** Start **

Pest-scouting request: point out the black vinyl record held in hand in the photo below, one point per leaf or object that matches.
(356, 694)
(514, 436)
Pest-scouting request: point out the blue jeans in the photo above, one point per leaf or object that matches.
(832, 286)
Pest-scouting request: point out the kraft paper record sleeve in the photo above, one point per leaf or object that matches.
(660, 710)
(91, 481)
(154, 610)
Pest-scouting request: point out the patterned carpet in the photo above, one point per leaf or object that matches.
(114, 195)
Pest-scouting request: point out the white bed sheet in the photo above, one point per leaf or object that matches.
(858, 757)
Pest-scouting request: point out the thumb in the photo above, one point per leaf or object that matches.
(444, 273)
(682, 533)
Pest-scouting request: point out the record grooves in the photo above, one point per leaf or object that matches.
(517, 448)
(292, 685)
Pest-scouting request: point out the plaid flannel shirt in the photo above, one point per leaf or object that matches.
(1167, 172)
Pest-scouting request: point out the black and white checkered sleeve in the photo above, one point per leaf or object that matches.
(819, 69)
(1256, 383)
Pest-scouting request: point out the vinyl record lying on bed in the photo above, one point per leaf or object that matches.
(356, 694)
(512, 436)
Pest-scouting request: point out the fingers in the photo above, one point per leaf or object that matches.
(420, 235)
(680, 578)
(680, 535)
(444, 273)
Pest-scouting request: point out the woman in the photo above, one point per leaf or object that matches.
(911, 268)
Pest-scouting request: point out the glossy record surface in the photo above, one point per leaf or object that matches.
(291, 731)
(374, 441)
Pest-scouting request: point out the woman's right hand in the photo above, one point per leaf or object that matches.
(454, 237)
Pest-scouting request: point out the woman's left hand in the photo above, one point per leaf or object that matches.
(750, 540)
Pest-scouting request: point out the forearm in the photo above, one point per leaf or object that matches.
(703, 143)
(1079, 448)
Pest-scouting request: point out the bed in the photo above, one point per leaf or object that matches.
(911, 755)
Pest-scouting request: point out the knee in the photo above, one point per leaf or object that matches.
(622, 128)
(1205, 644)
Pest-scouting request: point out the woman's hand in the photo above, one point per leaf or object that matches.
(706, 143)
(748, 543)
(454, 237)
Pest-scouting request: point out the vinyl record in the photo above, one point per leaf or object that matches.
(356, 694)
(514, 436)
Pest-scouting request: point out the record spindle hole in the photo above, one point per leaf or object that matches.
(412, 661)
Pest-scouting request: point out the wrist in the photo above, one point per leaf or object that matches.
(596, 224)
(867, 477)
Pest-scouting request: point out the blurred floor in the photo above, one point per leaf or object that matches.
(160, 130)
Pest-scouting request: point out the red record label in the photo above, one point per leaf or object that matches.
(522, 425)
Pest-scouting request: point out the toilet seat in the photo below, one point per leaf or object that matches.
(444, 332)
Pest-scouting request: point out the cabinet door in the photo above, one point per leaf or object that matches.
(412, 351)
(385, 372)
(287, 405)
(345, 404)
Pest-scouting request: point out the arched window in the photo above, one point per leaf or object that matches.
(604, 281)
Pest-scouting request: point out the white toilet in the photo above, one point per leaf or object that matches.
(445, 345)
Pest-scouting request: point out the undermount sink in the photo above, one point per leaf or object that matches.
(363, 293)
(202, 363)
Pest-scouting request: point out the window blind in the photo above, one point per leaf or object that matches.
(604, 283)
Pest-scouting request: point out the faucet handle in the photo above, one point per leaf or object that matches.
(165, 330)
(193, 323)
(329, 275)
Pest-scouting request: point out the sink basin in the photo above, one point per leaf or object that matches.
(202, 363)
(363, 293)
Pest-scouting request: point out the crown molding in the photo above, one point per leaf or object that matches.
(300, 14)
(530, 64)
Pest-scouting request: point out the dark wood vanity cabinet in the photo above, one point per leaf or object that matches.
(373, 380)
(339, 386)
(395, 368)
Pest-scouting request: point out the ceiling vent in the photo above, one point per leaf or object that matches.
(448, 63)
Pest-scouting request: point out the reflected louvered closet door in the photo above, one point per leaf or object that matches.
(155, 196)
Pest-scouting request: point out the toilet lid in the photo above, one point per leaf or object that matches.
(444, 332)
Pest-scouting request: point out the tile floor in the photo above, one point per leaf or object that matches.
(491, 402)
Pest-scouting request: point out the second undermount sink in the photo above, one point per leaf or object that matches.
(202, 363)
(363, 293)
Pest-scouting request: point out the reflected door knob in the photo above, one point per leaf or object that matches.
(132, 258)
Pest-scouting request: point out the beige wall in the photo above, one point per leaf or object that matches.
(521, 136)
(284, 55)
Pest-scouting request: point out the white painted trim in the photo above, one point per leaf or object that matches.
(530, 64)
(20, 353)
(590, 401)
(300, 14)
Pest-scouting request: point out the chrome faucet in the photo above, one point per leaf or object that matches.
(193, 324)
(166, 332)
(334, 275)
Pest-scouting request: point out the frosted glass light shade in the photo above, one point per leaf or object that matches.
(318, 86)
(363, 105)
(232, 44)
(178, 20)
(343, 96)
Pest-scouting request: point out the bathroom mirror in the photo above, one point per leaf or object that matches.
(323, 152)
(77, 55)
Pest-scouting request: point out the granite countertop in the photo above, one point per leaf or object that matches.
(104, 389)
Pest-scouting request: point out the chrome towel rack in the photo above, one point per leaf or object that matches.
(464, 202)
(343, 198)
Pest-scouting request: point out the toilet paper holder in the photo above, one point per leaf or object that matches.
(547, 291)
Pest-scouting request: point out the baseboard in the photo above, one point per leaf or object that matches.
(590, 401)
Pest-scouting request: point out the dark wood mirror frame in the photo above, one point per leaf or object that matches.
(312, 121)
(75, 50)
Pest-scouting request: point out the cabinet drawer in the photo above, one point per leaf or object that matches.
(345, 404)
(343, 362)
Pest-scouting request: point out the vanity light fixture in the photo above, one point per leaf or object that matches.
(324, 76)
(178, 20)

** End **

Problem details :: Reproduce all of the records above word for word, without changing anything.

Response to this exercise ::
Pest-scouting request: point out the black vinyl record held in hand in the photo below, one point per leaf or object that matches.
(356, 694)
(514, 436)
Pest-scouting request: point out the blue jeans in the photo above, one point per leaf or object that matches.
(832, 286)
Pest-scouting request: point out the kraft paper record sleeve in the photo above, one point per leaf or object that matches.
(660, 710)
(91, 481)
(154, 610)
Pest-scouting request: point out the patterned carpet in the photo above, one point per leaf or object that matches.
(114, 195)
Pest-scouting request: point out the white bed sheet in the photo above, one point per leaf or object that matches.
(858, 757)
Pest-scouting request: point out the thumb in the photo above, one point per leaf or object that matches.
(444, 273)
(682, 533)
Pest-scouting request: point out the record grooves in the photo above, one point per leaf or object that matches.
(517, 448)
(292, 685)
Pest-scouting request: point out the plaid flannel shirt in the photo above, one point per leaf or object that matches.
(1167, 172)
Pest-scouting request: point out the black and white checkered sleeve in the photo above, one point per leaf or object that matches.
(819, 69)
(1256, 383)
Pest-scouting request: point out the vinyl record lying on bed in the photo above, one point per leaf or object that matches.
(356, 694)
(512, 436)
Pest-scouting request: point out the fingers in the photo above, one point per leaf or object that matches.
(420, 235)
(680, 578)
(680, 535)
(444, 273)
Pest-scouting request: point out the woman in the photo above, one point per leaf or object that matches.
(911, 268)
Pest-scouting request: point out the glossy record surface in the photo above, one point per leaf or object that matches.
(291, 731)
(374, 441)
Pest-scouting request: point out the woman's right hand in the photo above, one point per leaf or object that matches.
(454, 237)
Pest-scouting request: point out the woman's left hand in the photo above, one point per leaf or object that matches.
(750, 540)
Pest-scouting request: point out the forearm in the photo above, one point per leaf or object that matches.
(703, 143)
(1079, 448)
Pest-scouting request: point out the bed in the photo above, one point per leaf or object that matches.
(911, 755)
Pest-scouting request: point out the knee in the photo above, one point per leaf or object that matches.
(622, 128)
(1205, 644)
Pest-scouting request: point out the woman's hand in the photo above, one point per leaf or object that matches.
(706, 143)
(748, 543)
(454, 237)
Pest-scouting request: point out the vinyl record in the photo above, one point per leaf or object that matches.
(356, 694)
(514, 436)
Pest-scouting request: point out the record spindle hole in the photo above, one point per leaf or object that matches.
(412, 661)
Pest-scouting request: point out the wrist in the photo above, one point per leaf or object that matches.
(596, 224)
(867, 477)
Pest-scouting request: point out the blurred floor in the photo above, one point per leaf or object that matches.
(160, 130)
Pest-scouting request: point out the red record label in the photo above, one point per leaf or object that matches.
(522, 425)
Pest-scouting request: point out the toilet seat in the photo below, one point per leaf or object that matches.
(444, 332)
Pest-scouting request: point out the cabinet door in the photo above, one point per leaf or object that matches.
(412, 351)
(385, 372)
(287, 405)
(345, 404)
Pest-scouting request: point out the arched window in the photo above, one point per leaf or object that matches.
(604, 281)
Pest-scouting request: point out the white toilet in the photo above, one point per leaf or object that matches.
(445, 345)
Pest-scouting request: point out the undermount sink in the photo above, one point per leaf or object that matches.
(363, 293)
(202, 363)
Pest-scouting request: point out the window blind in the photo above, one point per leaf or object that matches.
(604, 283)
Pest-scouting request: point out the faucet handle in the photo above, one point per leaf or object that matches.
(165, 330)
(193, 323)
(329, 275)
Pest-scouting request: point out the sink basin in the photo above, one point per leaf or object that matches.
(202, 363)
(363, 293)
Pest-scouting request: point out the crown molding in the photo above, one point per leaf or object that matches.
(300, 14)
(530, 64)
Pest-scouting request: point out the dark wood vanity cabinet in the photo above, one point per leaf or object that matches.
(373, 380)
(339, 386)
(395, 368)
Pest-scouting request: point out the ceiling vent in the photo above, one point per leaf or object that matches.
(448, 63)
Pest-scouting request: point out the reflected louvered closet door in the photo above, one point per leaf or object that matches.
(155, 196)
Pest-scouting request: point out the toilet lid in the photo above, one point per leaf or object that matches.
(444, 332)
Pest-scouting request: point out the tile floor in the photo above, one point per leaf or object that matches.
(491, 402)
Pest-scouting request: point out the second undermount sink in the photo above, one point per leaf or object that matches.
(202, 363)
(363, 293)
Pest-scouting request: point out the reflected door knob in the photo above, one point per leaf or object that matches.
(132, 258)
Pest-scouting request: point out the beige wall in the photo above, one point per leaf or object that matches.
(521, 136)
(284, 55)
Pest-scouting request: point out the white painted trim in the photo above, one point per leaf or object that matches.
(530, 64)
(20, 353)
(590, 401)
(300, 14)
Pest-scouting request: point out the chrome faucet in the photo above, one point per leaf or object that matches.
(193, 324)
(166, 332)
(334, 275)
Pest-scouting request: point out the frosted glass light shade in the photo above, one point per leaf or object that matches.
(318, 86)
(363, 105)
(232, 44)
(178, 20)
(343, 96)
Pest-scouting request: point out the bathroom mirror in the photo above, one point per leaf or object that matches.
(323, 152)
(77, 55)
Pest-scouting request: point out the granite countertop in the photo above, one point per leaf or object that matches.
(104, 389)
Pest-scouting request: point out the chrome towel rack in the photo above, one point per leaf or object that matches.
(464, 202)
(343, 198)
Pest-scouting request: point out the toilet paper holder in the photo above, one point per leaf or object that matches.
(547, 291)
Pest-scouting request: point out the baseboard in the photo above, one point per leaf or object that matches.
(590, 401)
Pest-scouting request: point out the dark wood mirror frame in the photo above, one point per leaf or object that matches.
(312, 121)
(75, 50)
Pest-scouting request: point out the cabinet drawer in the photo above, one point per leaf or object that matches.
(345, 404)
(343, 362)
Pest-scouting request: point out the vanity light fixture in the photo above, one point per leaf or object that matches.
(324, 76)
(178, 20)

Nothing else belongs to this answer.